** begin Dataset records **
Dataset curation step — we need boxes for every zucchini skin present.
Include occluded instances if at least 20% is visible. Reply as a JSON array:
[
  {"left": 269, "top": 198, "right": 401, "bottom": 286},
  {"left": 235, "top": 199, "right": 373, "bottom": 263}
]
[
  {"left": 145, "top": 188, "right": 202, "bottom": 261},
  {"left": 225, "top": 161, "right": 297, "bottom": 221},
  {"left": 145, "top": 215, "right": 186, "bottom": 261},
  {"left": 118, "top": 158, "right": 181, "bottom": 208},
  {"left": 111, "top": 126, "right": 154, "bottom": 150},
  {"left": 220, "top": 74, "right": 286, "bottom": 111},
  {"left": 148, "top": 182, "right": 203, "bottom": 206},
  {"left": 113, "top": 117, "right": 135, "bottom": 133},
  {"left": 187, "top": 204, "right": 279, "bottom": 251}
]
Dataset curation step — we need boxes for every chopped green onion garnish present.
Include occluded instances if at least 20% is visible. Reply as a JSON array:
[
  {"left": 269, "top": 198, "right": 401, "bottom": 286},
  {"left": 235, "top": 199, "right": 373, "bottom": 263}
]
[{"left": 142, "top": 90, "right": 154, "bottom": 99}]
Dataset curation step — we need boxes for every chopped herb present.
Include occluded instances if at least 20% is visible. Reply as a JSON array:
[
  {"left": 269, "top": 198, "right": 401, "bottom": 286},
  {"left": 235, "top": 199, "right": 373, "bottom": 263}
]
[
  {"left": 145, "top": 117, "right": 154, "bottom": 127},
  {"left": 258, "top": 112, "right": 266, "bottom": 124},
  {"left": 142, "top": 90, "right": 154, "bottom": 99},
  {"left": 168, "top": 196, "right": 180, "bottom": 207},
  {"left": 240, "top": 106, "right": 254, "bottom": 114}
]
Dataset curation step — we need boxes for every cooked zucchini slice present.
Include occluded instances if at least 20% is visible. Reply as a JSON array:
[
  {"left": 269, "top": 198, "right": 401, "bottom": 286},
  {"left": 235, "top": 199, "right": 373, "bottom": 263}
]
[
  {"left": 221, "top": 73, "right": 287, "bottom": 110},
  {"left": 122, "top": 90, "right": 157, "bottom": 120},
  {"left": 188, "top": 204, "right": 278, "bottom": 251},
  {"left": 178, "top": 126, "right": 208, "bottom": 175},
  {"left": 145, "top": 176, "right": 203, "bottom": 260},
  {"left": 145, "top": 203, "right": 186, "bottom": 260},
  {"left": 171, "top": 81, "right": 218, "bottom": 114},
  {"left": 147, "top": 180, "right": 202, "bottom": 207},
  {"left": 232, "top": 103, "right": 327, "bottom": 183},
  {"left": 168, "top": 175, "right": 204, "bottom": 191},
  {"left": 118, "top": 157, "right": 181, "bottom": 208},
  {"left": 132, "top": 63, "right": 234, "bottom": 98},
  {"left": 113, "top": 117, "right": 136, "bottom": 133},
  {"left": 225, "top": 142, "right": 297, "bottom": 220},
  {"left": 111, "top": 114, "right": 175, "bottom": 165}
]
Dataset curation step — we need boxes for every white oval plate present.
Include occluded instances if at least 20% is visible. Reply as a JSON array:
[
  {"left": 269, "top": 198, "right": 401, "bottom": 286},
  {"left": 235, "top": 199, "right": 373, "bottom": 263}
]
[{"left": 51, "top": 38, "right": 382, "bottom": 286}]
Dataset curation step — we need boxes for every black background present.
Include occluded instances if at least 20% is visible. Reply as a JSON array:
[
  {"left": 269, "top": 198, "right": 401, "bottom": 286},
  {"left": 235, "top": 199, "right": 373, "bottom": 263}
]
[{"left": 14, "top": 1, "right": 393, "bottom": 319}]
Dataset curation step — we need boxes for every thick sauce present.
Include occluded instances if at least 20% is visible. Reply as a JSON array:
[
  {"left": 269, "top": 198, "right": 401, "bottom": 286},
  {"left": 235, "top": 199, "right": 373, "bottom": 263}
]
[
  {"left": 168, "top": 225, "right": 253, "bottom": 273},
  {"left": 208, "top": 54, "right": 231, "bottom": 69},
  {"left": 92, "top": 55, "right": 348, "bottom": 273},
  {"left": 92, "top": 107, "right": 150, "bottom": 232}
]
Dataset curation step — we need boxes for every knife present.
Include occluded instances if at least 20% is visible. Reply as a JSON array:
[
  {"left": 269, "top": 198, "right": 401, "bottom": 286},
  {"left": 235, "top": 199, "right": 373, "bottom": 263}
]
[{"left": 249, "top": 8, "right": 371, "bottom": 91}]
** end Dataset records **
§ Exercise directions:
Tally the lines in the records above that contain the string "chopped", treating uppercase and lowercase as different, and reply with only that number.

§ Task response:
2